(Coordinate labeling data)
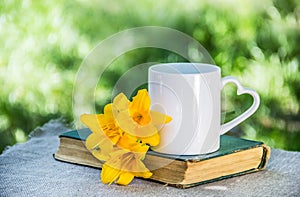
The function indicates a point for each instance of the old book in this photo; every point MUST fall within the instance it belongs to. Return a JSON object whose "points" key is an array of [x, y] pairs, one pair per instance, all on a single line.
{"points": [[235, 157]]}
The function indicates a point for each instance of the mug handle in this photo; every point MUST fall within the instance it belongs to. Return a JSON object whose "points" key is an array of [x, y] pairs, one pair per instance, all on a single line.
{"points": [[240, 90]]}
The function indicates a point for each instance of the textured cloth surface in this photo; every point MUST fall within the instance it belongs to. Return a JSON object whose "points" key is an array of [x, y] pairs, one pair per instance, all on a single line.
{"points": [[29, 169]]}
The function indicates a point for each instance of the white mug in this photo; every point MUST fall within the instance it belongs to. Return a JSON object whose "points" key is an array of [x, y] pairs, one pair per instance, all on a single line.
{"points": [[190, 94]]}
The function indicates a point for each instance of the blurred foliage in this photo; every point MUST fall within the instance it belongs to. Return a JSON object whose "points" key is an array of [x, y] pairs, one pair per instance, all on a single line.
{"points": [[44, 42]]}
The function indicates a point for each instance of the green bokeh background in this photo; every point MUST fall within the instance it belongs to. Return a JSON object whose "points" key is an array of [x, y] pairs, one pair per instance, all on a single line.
{"points": [[44, 42]]}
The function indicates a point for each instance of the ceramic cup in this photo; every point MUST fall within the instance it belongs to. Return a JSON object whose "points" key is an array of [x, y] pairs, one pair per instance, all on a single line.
{"points": [[190, 94]]}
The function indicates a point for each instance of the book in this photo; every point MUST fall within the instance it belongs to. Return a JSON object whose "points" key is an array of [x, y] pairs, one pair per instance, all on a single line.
{"points": [[235, 157]]}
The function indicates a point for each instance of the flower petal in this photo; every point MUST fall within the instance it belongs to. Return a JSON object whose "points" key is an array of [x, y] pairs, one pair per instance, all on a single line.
{"points": [[131, 143], [125, 178], [93, 141], [109, 174]]}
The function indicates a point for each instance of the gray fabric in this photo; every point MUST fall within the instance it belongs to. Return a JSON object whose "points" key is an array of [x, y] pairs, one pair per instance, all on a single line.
{"points": [[29, 169]]}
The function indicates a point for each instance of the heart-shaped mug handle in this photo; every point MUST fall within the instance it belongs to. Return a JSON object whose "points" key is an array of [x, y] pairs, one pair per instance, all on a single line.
{"points": [[240, 90]]}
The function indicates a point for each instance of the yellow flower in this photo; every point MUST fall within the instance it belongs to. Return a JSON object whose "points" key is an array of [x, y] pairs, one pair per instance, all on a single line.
{"points": [[122, 167], [103, 124], [120, 137], [137, 119]]}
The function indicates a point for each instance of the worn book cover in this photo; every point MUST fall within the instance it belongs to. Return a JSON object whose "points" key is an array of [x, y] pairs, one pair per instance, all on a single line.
{"points": [[235, 157]]}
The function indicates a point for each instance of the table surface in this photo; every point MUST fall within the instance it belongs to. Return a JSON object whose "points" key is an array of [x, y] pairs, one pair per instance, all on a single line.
{"points": [[29, 169]]}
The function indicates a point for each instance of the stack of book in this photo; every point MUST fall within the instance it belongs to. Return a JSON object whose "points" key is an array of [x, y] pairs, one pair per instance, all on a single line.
{"points": [[235, 157]]}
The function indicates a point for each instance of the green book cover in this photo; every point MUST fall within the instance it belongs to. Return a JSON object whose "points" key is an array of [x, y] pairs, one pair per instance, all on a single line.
{"points": [[228, 145]]}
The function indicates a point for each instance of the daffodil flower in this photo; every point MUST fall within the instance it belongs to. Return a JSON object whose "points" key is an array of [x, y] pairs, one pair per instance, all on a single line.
{"points": [[122, 167], [103, 124], [136, 118], [121, 137]]}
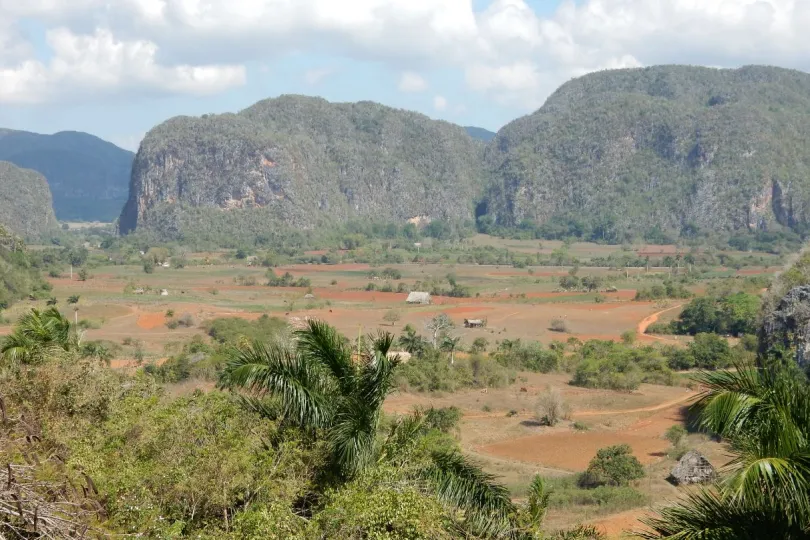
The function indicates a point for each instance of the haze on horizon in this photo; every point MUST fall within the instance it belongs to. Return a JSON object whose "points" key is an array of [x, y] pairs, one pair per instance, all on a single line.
{"points": [[117, 69]]}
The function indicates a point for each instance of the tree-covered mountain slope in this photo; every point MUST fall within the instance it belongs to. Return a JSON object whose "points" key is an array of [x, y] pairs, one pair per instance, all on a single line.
{"points": [[88, 177], [303, 162], [26, 206], [679, 149]]}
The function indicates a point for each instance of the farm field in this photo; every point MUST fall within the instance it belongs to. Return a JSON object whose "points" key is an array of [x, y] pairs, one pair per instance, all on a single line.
{"points": [[123, 304]]}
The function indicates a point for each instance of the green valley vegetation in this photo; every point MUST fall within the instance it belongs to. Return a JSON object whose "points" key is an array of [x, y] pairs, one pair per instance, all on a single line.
{"points": [[298, 449], [761, 411], [20, 277], [25, 202], [89, 177]]}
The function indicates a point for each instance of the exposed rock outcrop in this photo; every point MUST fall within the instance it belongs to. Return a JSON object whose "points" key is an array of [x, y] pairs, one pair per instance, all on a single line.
{"points": [[305, 162], [787, 327]]}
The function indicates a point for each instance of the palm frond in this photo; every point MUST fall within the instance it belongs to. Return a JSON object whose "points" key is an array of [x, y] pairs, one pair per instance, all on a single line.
{"points": [[402, 435], [486, 504], [272, 369], [321, 343], [375, 379], [708, 515], [353, 435], [539, 496]]}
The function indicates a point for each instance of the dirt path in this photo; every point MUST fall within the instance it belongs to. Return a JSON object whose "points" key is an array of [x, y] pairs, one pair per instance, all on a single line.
{"points": [[653, 408], [573, 450], [577, 414], [641, 329]]}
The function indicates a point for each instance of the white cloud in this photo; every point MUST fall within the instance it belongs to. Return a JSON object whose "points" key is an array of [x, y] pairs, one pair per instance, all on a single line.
{"points": [[99, 64], [316, 76], [412, 82], [506, 51]]}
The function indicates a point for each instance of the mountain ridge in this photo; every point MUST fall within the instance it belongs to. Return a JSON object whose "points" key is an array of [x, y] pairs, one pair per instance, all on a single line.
{"points": [[26, 204], [653, 153], [88, 176], [306, 162]]}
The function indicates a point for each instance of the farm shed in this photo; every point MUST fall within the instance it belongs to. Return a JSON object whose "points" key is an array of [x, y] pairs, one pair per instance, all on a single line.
{"points": [[418, 298]]}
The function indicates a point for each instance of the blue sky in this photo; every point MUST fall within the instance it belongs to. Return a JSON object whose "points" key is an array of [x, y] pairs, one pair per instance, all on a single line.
{"points": [[118, 69]]}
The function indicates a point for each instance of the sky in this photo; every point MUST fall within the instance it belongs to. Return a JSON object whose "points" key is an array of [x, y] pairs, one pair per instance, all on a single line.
{"points": [[117, 68]]}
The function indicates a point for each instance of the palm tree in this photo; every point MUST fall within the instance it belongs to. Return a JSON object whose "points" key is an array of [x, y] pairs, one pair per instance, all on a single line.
{"points": [[765, 417], [320, 389], [39, 334], [449, 344]]}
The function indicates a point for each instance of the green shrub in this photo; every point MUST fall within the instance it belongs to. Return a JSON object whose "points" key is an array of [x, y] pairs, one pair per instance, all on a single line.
{"points": [[558, 325], [614, 465]]}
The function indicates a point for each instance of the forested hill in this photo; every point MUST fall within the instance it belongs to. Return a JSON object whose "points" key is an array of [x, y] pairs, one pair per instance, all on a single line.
{"points": [[303, 162], [479, 133], [655, 154], [26, 206], [670, 149], [88, 177]]}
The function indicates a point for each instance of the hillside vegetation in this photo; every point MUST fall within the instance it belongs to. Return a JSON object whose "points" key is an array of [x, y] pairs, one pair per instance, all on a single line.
{"points": [[88, 177], [669, 150], [652, 154], [303, 162], [25, 201]]}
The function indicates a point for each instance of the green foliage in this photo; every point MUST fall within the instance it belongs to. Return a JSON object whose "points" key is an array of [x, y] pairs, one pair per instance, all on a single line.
{"points": [[286, 280], [19, 278], [39, 336], [614, 465], [734, 314], [663, 292], [146, 458], [431, 372], [676, 434], [710, 351], [532, 356], [763, 414], [380, 506]]}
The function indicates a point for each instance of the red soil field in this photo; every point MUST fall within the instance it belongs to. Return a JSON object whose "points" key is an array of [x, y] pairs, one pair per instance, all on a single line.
{"points": [[573, 451]]}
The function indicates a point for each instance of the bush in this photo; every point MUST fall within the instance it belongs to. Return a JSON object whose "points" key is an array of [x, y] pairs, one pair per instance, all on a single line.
{"points": [[675, 435], [551, 407], [479, 345], [530, 356], [579, 426], [186, 320], [558, 325], [614, 465], [710, 352], [629, 337], [444, 419]]}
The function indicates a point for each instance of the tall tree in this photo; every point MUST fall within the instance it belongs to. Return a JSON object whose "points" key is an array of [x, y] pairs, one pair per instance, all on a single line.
{"points": [[322, 390], [765, 417], [37, 335]]}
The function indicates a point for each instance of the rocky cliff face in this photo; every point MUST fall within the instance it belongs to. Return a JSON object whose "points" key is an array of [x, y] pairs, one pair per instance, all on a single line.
{"points": [[675, 148], [26, 206], [88, 177], [304, 162]]}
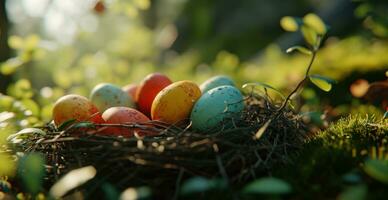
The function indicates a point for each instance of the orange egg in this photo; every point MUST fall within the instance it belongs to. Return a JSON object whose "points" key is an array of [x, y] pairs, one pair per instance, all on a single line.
{"points": [[175, 102], [75, 107], [123, 115], [148, 89], [131, 90]]}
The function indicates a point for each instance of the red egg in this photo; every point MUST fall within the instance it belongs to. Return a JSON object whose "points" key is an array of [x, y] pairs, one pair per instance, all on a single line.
{"points": [[124, 115], [75, 107], [131, 90], [148, 89]]}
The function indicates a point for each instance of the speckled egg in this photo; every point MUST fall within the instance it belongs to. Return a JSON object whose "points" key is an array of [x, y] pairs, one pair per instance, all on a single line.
{"points": [[148, 89], [216, 81], [106, 95], [175, 102], [217, 108], [76, 107], [131, 89], [123, 115]]}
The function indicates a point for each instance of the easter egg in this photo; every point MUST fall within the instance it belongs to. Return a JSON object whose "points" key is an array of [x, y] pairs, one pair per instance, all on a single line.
{"points": [[175, 102], [123, 115], [216, 81], [75, 107], [148, 89], [131, 90], [106, 95], [217, 108]]}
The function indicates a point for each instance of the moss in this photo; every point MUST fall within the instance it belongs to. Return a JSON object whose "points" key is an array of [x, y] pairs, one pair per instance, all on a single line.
{"points": [[332, 160]]}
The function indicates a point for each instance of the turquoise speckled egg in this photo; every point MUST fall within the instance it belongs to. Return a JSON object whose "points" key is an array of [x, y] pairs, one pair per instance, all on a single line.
{"points": [[217, 108], [106, 95], [216, 81]]}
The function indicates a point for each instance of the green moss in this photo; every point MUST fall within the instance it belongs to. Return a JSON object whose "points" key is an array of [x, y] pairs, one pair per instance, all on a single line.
{"points": [[332, 160]]}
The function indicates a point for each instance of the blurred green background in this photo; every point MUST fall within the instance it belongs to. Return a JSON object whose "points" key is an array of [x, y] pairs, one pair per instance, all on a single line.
{"points": [[51, 47]]}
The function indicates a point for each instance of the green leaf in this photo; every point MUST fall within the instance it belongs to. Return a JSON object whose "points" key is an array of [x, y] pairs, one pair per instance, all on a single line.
{"points": [[72, 180], [357, 192], [310, 36], [377, 169], [10, 66], [312, 20], [268, 185], [200, 184], [322, 82], [261, 131], [24, 134], [31, 170], [300, 49], [289, 24]]}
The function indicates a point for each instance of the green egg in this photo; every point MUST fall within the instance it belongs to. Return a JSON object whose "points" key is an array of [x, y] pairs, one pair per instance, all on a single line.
{"points": [[216, 81], [106, 95], [217, 108]]}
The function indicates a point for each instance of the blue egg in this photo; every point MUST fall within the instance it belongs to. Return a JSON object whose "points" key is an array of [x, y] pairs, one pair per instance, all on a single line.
{"points": [[217, 108], [216, 81], [106, 95]]}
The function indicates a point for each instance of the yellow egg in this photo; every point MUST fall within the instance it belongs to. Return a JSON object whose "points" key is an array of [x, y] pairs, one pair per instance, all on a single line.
{"points": [[175, 102]]}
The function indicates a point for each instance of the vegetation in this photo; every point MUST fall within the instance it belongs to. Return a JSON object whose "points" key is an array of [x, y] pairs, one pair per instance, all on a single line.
{"points": [[334, 145]]}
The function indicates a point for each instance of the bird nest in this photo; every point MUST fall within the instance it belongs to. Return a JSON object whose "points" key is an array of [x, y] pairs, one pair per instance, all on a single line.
{"points": [[176, 152]]}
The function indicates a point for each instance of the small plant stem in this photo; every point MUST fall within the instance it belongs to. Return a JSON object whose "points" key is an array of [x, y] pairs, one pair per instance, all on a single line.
{"points": [[314, 53]]}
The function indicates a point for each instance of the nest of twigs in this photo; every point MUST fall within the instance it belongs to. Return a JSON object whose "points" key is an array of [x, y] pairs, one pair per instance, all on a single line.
{"points": [[164, 161]]}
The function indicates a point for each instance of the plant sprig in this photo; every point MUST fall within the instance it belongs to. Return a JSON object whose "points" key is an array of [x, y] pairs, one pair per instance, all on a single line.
{"points": [[313, 30]]}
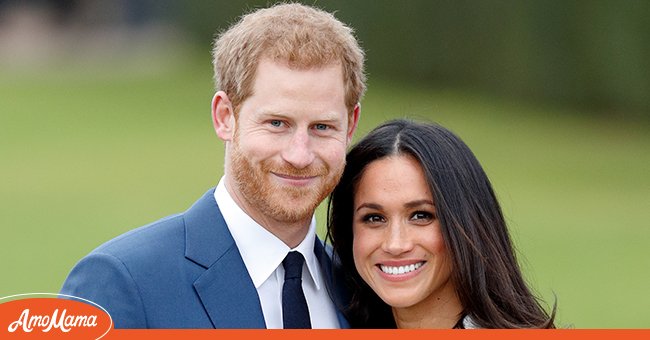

» Task to carry out
Count the lines above that contain the string "orange", treating case as significant, and give only the number.

» Output of the task
1